[Begin]

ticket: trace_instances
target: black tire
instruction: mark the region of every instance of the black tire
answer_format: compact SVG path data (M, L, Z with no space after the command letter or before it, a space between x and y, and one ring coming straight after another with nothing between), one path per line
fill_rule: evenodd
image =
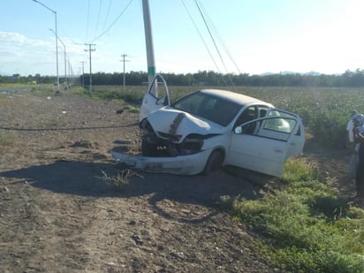
M221 168L224 162L224 154L221 151L213 151L206 163L205 168L202 171L203 175L208 175L209 173L217 171Z

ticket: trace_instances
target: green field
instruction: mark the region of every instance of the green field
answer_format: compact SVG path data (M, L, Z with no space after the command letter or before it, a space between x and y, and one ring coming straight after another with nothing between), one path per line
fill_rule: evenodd
M210 87L169 87L171 100L198 88ZM212 87L213 88L213 87ZM277 108L298 113L310 137L325 145L344 148L346 124L353 110L364 113L364 88L346 87L225 87L269 102ZM95 86L94 95L122 99L136 107L141 102L147 87Z

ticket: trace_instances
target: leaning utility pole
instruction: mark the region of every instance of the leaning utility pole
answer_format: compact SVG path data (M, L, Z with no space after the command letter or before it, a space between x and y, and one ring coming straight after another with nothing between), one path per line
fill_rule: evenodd
M125 53L124 53L122 56L123 59L120 62L123 62L123 67L124 67L124 71L123 71L123 86L124 86L124 90L125 90L125 62L130 62L129 60L125 60L125 57L128 57L127 55L125 55Z
M96 49L91 49L92 46L95 46L95 44L94 43L85 43L85 45L88 46L88 49L85 49L85 51L88 51L89 52L89 58L90 58L90 93L92 94L92 71L91 71L91 52L95 51Z
M80 62L82 64L82 87L85 87L85 69L84 69L84 64L86 62L82 61Z

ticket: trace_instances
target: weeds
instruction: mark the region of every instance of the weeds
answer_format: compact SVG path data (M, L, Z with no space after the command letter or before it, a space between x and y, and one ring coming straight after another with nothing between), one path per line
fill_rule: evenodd
M130 178L133 176L141 177L140 175L130 170L123 170L121 173L118 172L113 177L110 177L104 171L102 171L102 177L101 178L108 186L111 186L115 191L123 192L129 185Z

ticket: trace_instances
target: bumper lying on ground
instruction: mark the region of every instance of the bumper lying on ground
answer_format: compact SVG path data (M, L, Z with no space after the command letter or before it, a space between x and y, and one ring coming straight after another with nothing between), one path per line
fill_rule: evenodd
M131 155L112 150L110 153L116 162L123 163L134 170L178 175L195 175L201 173L209 155L209 151L206 150L193 155L175 157Z

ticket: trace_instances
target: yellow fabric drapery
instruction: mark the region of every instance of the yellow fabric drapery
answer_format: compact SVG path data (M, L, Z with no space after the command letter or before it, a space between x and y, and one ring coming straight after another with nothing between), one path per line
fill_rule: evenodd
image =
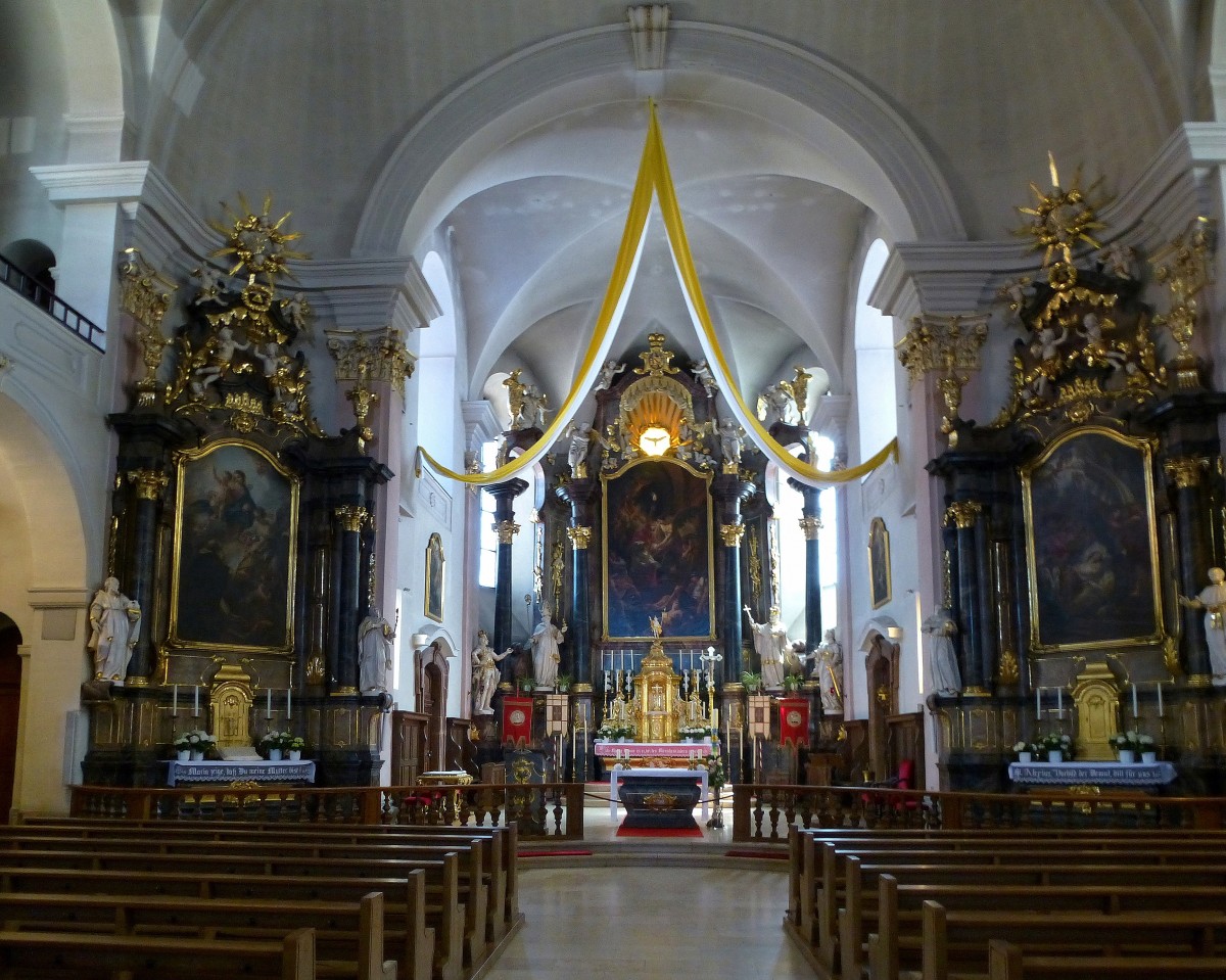
M647 221L651 216L652 191L655 191L656 199L660 201L660 211L664 220L666 237L672 251L674 267L677 269L677 277L680 282L682 293L685 297L690 319L698 332L699 343L706 354L707 364L711 367L711 373L725 392L727 392L732 413L745 431L753 434L754 440L766 454L767 459L788 475L812 486L829 486L858 480L875 470L890 456L897 459L899 443L897 439L891 439L879 453L857 466L831 472L818 470L815 466L810 466L788 453L771 438L770 433L758 421L758 417L749 411L741 389L732 381L732 373L727 359L711 325L706 301L702 298L702 287L698 278L698 270L694 267L689 240L685 237L680 206L677 202L677 194L673 189L672 173L668 168L664 141L656 118L655 102L649 101L649 107L647 140L642 147L642 158L639 162L639 174L635 178L634 193L630 197L630 210L626 213L625 231L622 233L622 244L618 249L617 261L609 276L609 285L604 292L604 302L601 305L596 329L587 345L587 351L584 354L575 384L571 386L565 401L558 408L558 415L554 417L553 423L528 451L514 460L509 460L503 466L488 473L459 473L443 466L425 449L418 446L416 465L418 476L421 476L421 460L424 459L436 472L463 483L477 486L500 483L536 464L554 444L565 427L570 424L579 408L579 404L595 383L600 367L603 364L613 336L617 332L617 325L620 323L622 314L625 310L630 286L634 282L639 258L642 254L642 245L646 240Z

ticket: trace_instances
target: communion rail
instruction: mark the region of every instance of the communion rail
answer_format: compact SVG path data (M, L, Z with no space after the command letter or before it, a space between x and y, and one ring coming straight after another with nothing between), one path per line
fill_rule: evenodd
M519 824L521 839L584 839L582 783L470 786L74 786L71 816L131 821ZM729 795L725 790L725 798ZM972 794L859 786L731 787L732 839L787 843L788 828L1226 829L1226 798L1110 792ZM726 811L727 812L727 811Z

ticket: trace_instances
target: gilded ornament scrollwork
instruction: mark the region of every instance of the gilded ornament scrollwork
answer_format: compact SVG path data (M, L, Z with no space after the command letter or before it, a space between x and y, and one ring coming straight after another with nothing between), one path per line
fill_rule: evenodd
M741 538L745 534L743 524L721 524L720 540L729 548L741 546Z
M821 518L801 518L799 525L805 541L818 540L818 532L821 530Z
M351 534L360 531L362 525L367 523L367 518L369 516L369 511L364 507L356 507L353 504L342 504L335 508L332 514L341 523L341 530Z
M1200 478L1209 472L1209 460L1197 456L1175 456L1162 464L1166 478L1176 489L1188 489L1200 484Z
M955 500L945 508L945 516L942 519L942 525L948 527L953 524L959 531L965 531L967 527L975 526L982 513L983 504L978 500Z
M128 482L136 487L140 500L156 500L166 491L170 477L158 470L130 470Z
M499 545L510 545L515 541L515 535L520 532L520 525L514 520L500 520L493 524L494 532L498 535Z

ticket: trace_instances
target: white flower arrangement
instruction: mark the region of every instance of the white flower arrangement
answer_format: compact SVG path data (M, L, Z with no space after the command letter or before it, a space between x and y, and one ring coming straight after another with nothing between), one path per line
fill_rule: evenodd
M179 752L207 752L217 745L217 738L204 729L194 729L178 736L173 745Z

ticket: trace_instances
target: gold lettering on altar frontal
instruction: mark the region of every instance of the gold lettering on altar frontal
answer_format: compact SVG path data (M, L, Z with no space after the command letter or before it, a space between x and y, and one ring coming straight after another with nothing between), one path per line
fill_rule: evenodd
M821 518L801 518L801 530L804 531L805 541L817 541L818 531L821 530Z
M955 500L945 508L945 516L942 524L948 527L953 523L959 531L973 527L980 514L983 513L983 504L978 500Z
M520 532L520 525L517 525L514 520L500 520L492 524L490 527L493 527L494 532L498 535L499 545L510 545L515 541L515 535Z
M364 507L354 507L353 504L343 504L332 513L341 521L341 529L353 534L362 530L362 525L365 524L367 516L369 516Z
M157 470L130 470L128 482L136 487L136 497L141 500L156 500L167 488L170 477Z
M720 538L729 548L736 548L741 546L741 537L745 532L745 526L743 524L721 524L720 525Z
M1200 475L1208 472L1209 460L1197 456L1176 456L1162 464L1166 477L1176 489L1188 489L1200 484Z

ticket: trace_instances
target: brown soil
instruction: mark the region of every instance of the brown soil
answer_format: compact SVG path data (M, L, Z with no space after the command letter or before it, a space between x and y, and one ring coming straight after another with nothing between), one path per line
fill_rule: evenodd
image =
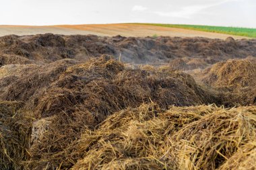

[End]

• **Work instructions**:
How many lines of the listing above contain the string "bumper"? Reply with the number only.

• **Exercise result**:
2